Texto
Nesse sentido, é uma oração mais universal, porque a que fazemos de olhos fechados é a que cada um pode transportar dentro de si; a que fazemos de olhos abertos é aquela na qual todos nos encontramos e podemos escolher, como diz o Papa Francisco, um sentido forte de fraternidade.
Há uma maneira correta de rezar?
Tenho pensado muito nisso e a conclusão a que chego é que todas as formas de rezar são boas. O que importa é verdadeiramente rezar e aí há uma espécie de tabu, seja cultural seja entre os crentes, entre os cristãos e católicos, que muitas vezes não colocam a oração como uma prática central nas suas vidas.
Ora, dizia Novalis que “rezar está para a religião como pensar está para a filosofia”. E, de facto, rezar é fazer religião.
Não posso dizer-me crente se não tenho uma prática de oração. Qualquer que ela seja. Os pontos de partida, penso eu, são todos bons. Não podemos dizer que esta oração é melhor do que a outra. São pontos de partida de um percurso interior e de fé, que depois necessariamente vão crescer, vão maturar e confrontar-se com os desafios normais da nossa existência e da forma como Deus se vai manifestando na história.
O que já aprendeu nesta crise?
Duas coisas fundamentais. Uma, o sentido da vulnerabilidade. De facto, estamos todos no mesmo barco. Uma das coisas que me marcou muito foi, naqueles primeiros meses, quando atravessei a praça e perguntei a um sem-abrigo que vive ali como estava, ele respondeu e perguntou-me: e você como está? Isso marcou-me, porque sentimo-nos todos iguais, sentimo-nos todos vulneráveis perante a mesma situação e essa é uma grande aprendizagem.

Excerto dos itens

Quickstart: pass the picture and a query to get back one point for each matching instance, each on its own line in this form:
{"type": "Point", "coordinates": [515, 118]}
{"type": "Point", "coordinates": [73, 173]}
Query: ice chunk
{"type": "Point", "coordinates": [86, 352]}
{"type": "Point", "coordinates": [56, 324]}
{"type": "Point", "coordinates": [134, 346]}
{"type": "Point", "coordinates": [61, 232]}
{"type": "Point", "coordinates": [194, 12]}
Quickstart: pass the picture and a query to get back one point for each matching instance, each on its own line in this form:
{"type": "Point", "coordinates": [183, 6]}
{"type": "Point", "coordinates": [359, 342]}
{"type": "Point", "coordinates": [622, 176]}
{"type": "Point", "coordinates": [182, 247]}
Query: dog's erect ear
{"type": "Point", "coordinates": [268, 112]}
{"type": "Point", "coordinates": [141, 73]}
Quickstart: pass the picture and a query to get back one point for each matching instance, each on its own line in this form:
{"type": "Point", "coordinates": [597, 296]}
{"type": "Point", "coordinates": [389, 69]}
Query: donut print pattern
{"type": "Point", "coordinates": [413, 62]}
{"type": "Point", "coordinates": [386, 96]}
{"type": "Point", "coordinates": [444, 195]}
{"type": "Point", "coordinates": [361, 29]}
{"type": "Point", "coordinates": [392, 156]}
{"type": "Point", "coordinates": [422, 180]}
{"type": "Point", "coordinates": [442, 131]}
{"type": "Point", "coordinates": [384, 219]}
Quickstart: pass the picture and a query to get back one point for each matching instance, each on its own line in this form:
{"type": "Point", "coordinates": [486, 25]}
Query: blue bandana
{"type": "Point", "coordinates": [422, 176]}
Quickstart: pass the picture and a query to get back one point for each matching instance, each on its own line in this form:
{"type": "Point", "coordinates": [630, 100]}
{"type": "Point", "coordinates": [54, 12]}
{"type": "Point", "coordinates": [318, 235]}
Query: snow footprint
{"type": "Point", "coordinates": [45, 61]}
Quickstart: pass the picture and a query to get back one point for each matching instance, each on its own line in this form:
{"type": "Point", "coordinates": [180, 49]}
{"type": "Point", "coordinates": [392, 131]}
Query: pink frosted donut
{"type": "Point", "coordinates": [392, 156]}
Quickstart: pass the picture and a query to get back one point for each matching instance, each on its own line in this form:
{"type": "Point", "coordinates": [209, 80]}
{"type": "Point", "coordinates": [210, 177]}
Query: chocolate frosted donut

Exercícios
a: Extraia do texto sobre a oração a passagem que começa em "Tenho pensado muito" e termina em "manifestando na história.".
b: Traduza para inglês a seguinte frase do texto sobre a oração: «Não posso dizer-me crente se não tenho uma prática de oração.»
c: Indique se cada afirmação está de acordo com o texto sobre a oração, respondendo sim ou não e citando as palavras do texto que o comprovam: (i) Há formas de rezar melhores do que outras. (ii) O sem-abrigo devolveu a pergunta sobre como estava. (iii) Novalis compara o ato de rezar ao ato de pensar.
Para responder, baseie-se unicamente no texto.

Soluções das atividades
a:
Tenho pensado muito nisso e a conclusão a que chego é que todas as formas de rezar são boas. O que importa é verdadeiramente rezar e aí há uma espécie de tabu, seja cultural seja entre os crentes, entre os cristãos e católicos, que muitas vezes não colocam a oração como uma prática central nas suas vidas.
Ora, dizia Novalis que “rezar está para a religião como pensar está para a filosofia”. E, de facto, rezar é fazer religião.
Não posso dizer-me crente se não tenho uma prática de oração. Qualquer que ela seja. Os pontos de partida, penso eu, são todos bons. Não podemos dizer que esta oração é melhor do que a outra. São pontos de partida de um percurso interior e de fé, que depois necessariamente vão crescer, vão maturar e confrontar-se com os desafios normais da nossa existência e da forma como Deus se vai manifestando na história.

b: I cannot call myself a believer if I do not have a practice of prayer.

c:
(i) Não: «Não podemos dizer que esta oração é melhor do que a outra.»
(ii) Sim: «e você como está?»
(iii) Sim: «rezar está para a religião como pensar está para a filosofia»